[Natural-language object grounding data]
============
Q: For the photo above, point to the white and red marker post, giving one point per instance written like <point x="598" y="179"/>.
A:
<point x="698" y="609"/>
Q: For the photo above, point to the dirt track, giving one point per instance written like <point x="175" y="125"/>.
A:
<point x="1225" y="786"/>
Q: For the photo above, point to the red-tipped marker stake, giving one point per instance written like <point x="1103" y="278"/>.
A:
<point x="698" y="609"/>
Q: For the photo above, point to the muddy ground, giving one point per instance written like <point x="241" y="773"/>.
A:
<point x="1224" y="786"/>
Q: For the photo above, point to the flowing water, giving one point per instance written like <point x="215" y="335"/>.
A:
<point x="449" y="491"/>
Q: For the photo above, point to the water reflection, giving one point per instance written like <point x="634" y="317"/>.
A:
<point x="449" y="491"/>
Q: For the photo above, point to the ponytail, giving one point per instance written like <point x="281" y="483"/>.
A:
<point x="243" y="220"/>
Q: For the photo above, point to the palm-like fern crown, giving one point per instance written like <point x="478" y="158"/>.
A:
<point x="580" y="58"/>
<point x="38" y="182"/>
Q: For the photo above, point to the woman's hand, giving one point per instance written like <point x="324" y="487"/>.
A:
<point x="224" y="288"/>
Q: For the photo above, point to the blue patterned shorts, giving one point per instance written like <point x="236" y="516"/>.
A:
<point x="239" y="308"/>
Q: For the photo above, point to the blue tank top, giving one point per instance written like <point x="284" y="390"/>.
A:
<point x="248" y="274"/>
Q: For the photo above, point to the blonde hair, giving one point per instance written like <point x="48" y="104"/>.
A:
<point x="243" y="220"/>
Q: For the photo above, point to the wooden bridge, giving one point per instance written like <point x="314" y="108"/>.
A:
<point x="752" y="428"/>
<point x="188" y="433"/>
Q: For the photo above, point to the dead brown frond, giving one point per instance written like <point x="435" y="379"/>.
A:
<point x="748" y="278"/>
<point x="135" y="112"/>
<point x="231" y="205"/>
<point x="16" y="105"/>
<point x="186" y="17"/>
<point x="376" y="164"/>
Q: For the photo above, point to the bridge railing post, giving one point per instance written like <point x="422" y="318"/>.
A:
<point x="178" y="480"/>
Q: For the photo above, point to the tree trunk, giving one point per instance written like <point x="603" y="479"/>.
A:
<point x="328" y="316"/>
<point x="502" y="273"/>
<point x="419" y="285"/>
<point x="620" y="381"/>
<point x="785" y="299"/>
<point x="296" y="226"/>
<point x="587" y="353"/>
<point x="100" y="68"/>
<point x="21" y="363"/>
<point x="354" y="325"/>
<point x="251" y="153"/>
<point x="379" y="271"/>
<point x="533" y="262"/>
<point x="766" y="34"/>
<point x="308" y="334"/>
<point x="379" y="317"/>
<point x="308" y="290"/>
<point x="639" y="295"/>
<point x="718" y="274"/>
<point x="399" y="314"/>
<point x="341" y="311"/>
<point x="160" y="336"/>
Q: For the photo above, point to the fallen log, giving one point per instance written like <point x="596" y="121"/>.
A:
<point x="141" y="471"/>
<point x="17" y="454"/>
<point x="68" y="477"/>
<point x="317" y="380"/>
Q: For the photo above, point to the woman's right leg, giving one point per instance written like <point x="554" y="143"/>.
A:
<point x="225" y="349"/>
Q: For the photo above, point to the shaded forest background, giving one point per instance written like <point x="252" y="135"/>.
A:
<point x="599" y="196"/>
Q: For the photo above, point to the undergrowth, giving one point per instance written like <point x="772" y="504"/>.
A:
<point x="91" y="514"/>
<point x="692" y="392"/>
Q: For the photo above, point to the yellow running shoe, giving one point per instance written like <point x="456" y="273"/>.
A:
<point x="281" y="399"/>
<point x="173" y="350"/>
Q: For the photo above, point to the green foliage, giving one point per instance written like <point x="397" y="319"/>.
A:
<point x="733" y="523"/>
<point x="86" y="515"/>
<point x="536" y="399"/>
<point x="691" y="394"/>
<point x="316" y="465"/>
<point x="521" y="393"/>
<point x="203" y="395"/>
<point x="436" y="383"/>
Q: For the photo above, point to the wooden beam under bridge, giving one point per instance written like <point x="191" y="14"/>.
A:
============
▶ _WHAT YOU WILL DO_:
Return all lines of the data in which the string "water" appears.

▶ _ANSWER BELOW_:
Q: For the photo above, point to the flowing water, giving one point per instance written like <point x="215" y="335"/>.
Q: For the photo above, point to the water reflection, giving one point per instance written like <point x="634" y="317"/>.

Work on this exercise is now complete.